§ Task description:
Exactly as written, output each record given below.

^^^^^^^^^^^^^^^^

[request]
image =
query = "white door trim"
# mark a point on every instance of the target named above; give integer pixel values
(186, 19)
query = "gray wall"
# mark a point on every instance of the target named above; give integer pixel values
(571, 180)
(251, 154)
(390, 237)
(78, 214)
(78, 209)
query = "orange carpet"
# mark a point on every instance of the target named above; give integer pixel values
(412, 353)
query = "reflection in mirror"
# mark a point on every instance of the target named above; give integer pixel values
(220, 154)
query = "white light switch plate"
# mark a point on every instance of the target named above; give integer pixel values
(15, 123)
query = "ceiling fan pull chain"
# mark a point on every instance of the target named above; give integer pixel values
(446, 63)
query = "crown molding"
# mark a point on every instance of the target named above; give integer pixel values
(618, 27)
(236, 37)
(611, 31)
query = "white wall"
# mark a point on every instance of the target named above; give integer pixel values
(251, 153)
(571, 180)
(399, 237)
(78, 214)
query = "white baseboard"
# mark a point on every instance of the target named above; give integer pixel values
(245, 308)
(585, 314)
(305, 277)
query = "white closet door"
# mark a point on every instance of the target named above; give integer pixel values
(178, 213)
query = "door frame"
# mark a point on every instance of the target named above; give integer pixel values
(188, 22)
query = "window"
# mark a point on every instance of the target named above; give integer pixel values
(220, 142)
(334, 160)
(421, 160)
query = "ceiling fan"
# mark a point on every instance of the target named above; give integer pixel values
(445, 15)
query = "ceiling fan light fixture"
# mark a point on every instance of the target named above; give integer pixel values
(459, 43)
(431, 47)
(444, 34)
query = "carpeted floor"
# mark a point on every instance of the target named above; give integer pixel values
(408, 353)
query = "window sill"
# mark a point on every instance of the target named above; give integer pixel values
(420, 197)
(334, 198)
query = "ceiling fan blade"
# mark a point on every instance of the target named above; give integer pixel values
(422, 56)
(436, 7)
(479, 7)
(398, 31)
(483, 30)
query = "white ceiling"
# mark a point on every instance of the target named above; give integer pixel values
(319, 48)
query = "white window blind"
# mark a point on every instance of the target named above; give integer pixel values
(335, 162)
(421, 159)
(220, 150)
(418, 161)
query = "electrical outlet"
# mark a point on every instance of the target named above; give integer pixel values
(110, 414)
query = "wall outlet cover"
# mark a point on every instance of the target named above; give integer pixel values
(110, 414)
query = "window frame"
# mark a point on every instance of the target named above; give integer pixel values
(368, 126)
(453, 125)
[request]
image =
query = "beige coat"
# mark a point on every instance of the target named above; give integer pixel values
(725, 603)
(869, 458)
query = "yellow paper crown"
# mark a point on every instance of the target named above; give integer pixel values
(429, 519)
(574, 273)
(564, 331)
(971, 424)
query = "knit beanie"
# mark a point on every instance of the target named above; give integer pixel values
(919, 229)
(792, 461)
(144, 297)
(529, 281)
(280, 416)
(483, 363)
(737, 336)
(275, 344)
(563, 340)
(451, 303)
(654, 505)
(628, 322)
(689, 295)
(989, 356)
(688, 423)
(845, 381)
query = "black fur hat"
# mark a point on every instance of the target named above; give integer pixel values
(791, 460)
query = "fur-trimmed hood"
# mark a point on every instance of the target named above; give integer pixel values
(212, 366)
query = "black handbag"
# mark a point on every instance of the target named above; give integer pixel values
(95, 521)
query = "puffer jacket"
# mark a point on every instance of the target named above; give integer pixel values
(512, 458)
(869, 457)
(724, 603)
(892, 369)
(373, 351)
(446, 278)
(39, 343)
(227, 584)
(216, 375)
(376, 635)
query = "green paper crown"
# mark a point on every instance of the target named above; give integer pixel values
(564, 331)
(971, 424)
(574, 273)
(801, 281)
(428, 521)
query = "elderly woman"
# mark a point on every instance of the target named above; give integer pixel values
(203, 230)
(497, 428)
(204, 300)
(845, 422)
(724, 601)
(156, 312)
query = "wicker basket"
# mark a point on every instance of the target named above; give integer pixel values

^^^^^^^^^^^^^^^^

§ Output:
[request]
image =
query = "white door trim"
# mark a point on every instance of the target named above; give integer pixel values
(186, 19)
query = "gray wall"
# mark a point on every instance of the target named above; give integer pixel values
(571, 180)
(251, 154)
(390, 237)
(78, 214)
(78, 209)
query = "orange carpet"
# mark a point on every instance of the target named above; give integer pixel values
(412, 353)
query = "reflection in mirror"
# mark a point on every instance of the target named above; give integer pixel values
(220, 154)
query = "white light switch plate"
# mark a point on every instance of the target named above; give integer pixel values
(15, 123)
query = "ceiling fan pull chain"
# mark a point on every instance of the target named above; give integer pixel values
(446, 63)
query = "crown molding"
# mark a point on every instance of the target named above; give integer pixel values
(618, 27)
(236, 37)
(611, 31)
query = "white wall"
# mark a point on every instance of the target named above; give integer pixel values
(251, 153)
(571, 180)
(399, 237)
(78, 214)
query = "white baseboard"
# mark a point on every instance of the target named above; give integer pixel values
(245, 308)
(585, 314)
(305, 277)
query = "white closet door"
# mark a point on every instance of the target named above; give integer pixel values
(178, 213)
query = "door frame"
# mark a point on every instance of the target named above; give integer pixel values
(188, 22)
query = "window"
# mark a point on every instance of the target named above; give integer pixel values
(220, 142)
(334, 160)
(421, 160)
query = "ceiling fan"
# mark a point on every instance of the target named above; give integer pixel values
(445, 15)
query = "ceiling fan light fixture"
# mark a point on every instance of the target named above; give integer pixel values
(459, 43)
(431, 47)
(444, 34)
query = "carpeted floor"
# mark a point on every instance of the target named above; give integer pixel values
(408, 353)
query = "window sill"
# mark a point on every instance of the target named above; give integer pixel values
(420, 197)
(334, 198)
query = "ceiling fan blade"
# mark a point on every instance of the target named above; give integer pixel values
(422, 56)
(436, 7)
(479, 7)
(398, 31)
(483, 30)
query = "white ceiling"
# mark a point on every instance of the target named above; give integer pixel values
(319, 48)
query = "white window blind"
# mark a point on every instance of the target named above; give integer pixel values
(335, 162)
(421, 159)
(220, 150)
(418, 161)
query = "electrical outlet"
# mark a point on every instance of the target named above; give integer pixel values
(110, 414)
query = "wall outlet cover"
# mark a point on every instance of the target named above; give integer pixel values
(110, 414)
query = "window frame"
# mark a point on every instance of the target named above; give integer pixel values
(368, 126)
(453, 125)
[request]
image =
query = "beige coat"
# mark a point on every instance of the target named above; give integer pixel values
(725, 603)
(869, 458)
query = "yellow paper crown"
# mark a point on every instance of the target named above; give integer pixel values
(429, 519)
(574, 273)
(564, 331)
(971, 424)
query = "knit beanie"
# mark a point on every instance of the target named above; give integer pixel values
(919, 229)
(792, 461)
(144, 297)
(529, 281)
(280, 416)
(483, 363)
(737, 336)
(275, 344)
(563, 340)
(451, 303)
(654, 505)
(628, 322)
(689, 295)
(989, 356)
(688, 423)
(845, 381)
query = "black fur hat"
# mark a point on every instance of the target named above; give integer pixel values
(791, 460)
query = "fur-trimmed hood"
# mark a point on every instance of the target named above; give integer pixel values
(212, 366)
query = "black handbag"
# mark a point on every instance of the target named above; give integer pixel values
(95, 521)
query = "puffer jacket"
# mark a point on every instance of the target named above; give integer pixel values
(512, 458)
(869, 457)
(724, 603)
(892, 369)
(373, 351)
(446, 278)
(39, 343)
(227, 584)
(216, 375)
(376, 635)
query = "green paper crown"
# mark a point on every instance of the target named above; give integer pixel values
(564, 331)
(971, 424)
(574, 273)
(801, 281)
(428, 521)
query = "elderly woman"
# mark a point on every instance of the target named above; give integer pixel values
(203, 230)
(497, 428)
(204, 300)
(845, 422)
(724, 601)
(156, 312)
query = "wicker basket"
# mark a point on every instance of the target named above; give integer pixel values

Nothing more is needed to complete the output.